=== What you need to do ===
Go to the line that contains "Return a point for each instance of the white glove" and extract it along with every line after it, exactly, through the end of the data below.

=== Provided entries ===

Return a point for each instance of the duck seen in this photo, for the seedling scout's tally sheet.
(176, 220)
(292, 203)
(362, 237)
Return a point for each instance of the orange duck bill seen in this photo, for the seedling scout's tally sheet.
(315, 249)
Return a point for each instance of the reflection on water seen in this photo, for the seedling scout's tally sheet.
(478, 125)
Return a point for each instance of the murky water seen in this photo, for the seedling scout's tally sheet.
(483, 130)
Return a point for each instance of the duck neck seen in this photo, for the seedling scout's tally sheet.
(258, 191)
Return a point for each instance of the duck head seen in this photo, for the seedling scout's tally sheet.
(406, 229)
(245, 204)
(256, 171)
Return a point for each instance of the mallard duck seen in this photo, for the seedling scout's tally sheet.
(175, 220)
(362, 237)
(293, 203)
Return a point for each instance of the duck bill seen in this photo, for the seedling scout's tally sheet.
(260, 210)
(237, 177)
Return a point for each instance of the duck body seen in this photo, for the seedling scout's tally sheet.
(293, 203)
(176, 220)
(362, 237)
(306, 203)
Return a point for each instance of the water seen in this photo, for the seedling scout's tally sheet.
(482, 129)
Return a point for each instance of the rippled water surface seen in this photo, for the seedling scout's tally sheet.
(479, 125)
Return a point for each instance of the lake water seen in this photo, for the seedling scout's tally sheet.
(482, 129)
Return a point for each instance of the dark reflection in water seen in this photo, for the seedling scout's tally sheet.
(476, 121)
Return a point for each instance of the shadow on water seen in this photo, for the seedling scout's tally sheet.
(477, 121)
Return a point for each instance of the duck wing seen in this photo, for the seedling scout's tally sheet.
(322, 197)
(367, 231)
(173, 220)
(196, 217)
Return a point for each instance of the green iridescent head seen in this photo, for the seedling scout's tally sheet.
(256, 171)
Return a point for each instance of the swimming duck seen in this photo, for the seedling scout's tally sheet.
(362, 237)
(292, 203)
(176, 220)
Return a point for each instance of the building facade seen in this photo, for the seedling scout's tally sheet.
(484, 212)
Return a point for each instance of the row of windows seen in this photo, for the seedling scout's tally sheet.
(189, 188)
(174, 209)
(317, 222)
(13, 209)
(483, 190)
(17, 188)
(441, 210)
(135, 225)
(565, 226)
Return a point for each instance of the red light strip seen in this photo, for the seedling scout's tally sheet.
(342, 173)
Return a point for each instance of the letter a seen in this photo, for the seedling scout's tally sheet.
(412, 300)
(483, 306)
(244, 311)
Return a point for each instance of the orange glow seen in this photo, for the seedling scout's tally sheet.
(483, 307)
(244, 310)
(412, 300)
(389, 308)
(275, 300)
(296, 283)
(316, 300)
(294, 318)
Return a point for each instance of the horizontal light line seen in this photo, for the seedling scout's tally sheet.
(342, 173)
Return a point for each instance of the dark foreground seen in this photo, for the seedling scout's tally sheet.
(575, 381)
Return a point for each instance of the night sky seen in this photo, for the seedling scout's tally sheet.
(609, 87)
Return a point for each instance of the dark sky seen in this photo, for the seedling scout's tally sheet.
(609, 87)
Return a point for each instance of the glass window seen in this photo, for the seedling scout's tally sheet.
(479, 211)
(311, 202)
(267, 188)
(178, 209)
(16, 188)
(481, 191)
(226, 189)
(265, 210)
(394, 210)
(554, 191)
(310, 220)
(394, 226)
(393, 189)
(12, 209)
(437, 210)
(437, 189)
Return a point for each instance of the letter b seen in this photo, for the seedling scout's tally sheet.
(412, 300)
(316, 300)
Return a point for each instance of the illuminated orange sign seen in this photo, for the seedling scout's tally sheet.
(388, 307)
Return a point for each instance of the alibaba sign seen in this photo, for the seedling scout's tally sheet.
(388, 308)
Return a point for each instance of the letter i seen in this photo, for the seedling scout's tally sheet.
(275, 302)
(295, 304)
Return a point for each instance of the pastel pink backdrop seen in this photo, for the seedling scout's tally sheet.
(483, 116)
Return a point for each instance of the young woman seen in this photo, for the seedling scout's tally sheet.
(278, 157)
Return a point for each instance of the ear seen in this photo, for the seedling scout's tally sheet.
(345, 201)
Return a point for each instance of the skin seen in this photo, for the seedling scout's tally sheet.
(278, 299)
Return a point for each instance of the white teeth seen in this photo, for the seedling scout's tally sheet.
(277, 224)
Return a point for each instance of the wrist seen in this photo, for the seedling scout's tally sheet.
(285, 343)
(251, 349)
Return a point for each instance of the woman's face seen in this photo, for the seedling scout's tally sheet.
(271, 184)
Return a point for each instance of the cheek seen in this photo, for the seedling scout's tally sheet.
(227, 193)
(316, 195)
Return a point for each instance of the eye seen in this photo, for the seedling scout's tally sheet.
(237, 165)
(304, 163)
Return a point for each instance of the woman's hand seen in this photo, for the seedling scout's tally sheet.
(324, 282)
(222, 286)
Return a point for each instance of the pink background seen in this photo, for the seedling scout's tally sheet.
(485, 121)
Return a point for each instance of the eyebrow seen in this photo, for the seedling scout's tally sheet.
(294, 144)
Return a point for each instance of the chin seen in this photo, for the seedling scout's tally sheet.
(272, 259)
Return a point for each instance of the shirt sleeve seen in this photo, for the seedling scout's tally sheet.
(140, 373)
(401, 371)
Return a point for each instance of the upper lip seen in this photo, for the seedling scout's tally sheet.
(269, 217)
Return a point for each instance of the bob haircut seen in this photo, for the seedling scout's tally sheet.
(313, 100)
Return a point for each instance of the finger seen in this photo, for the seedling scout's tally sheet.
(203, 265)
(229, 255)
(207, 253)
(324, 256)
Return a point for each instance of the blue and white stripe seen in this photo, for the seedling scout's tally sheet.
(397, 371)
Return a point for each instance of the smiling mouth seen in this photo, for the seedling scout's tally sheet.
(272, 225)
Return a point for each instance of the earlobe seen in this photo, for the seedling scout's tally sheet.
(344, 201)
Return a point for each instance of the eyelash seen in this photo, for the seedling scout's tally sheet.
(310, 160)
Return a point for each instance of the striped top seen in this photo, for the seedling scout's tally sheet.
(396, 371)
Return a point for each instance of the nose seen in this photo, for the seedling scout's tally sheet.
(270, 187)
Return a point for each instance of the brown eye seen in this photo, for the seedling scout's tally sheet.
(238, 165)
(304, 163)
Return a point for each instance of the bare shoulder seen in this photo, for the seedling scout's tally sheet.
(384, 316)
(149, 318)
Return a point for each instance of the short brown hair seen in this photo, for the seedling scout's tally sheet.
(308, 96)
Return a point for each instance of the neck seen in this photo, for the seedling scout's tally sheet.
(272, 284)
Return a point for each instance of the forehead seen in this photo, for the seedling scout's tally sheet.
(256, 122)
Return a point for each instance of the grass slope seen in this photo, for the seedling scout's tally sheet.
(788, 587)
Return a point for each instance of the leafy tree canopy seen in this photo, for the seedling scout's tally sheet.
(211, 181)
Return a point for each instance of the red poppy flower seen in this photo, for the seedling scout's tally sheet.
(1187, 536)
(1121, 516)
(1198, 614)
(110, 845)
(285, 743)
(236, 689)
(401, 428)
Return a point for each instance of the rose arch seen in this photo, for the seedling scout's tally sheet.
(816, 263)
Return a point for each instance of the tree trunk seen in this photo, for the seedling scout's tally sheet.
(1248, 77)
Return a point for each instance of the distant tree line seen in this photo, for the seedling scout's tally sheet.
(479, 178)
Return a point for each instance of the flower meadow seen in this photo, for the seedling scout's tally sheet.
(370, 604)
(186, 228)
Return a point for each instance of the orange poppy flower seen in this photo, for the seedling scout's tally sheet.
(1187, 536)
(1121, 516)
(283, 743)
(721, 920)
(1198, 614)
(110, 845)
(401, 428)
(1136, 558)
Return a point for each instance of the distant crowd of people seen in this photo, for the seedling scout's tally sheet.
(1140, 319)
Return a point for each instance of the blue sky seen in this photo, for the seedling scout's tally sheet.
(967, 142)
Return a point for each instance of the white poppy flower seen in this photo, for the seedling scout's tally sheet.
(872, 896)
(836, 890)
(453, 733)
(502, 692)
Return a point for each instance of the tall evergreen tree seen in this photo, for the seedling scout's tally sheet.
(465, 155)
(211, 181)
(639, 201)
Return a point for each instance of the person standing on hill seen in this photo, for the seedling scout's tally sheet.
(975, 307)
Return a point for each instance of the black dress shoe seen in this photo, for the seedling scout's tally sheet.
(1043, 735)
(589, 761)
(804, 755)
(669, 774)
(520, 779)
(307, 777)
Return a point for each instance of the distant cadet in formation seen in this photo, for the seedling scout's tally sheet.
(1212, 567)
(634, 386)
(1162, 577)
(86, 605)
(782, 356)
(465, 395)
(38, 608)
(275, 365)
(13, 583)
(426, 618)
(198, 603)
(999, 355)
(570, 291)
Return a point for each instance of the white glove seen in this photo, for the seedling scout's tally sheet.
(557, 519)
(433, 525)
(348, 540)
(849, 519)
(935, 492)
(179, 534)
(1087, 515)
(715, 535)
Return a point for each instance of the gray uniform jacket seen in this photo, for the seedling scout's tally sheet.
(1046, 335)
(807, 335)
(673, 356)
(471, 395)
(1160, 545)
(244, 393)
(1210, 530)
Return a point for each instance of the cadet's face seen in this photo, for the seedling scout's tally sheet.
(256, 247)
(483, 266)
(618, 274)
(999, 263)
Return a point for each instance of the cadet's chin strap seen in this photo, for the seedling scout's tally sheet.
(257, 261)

=== Response below ===
Return a point for each instance of the white glove seen in this photo, for the seedling scout's tally sheet.
(557, 519)
(433, 525)
(348, 540)
(849, 519)
(935, 492)
(179, 534)
(1087, 515)
(715, 535)
Return a point for each instance of the gray uniform jacket seen in this photo, for the seedling scout's tally sheet.
(1046, 335)
(807, 335)
(673, 356)
(471, 395)
(1160, 545)
(244, 393)
(1210, 530)
Return a point for each instance of the cadet's face seen in this photo, for the seedling scout's tally sheet.
(256, 247)
(483, 266)
(618, 274)
(999, 263)
Return a point for each instance of the cadet's chin strap seen in this photo, for the seedling scout's tally sheet.
(257, 261)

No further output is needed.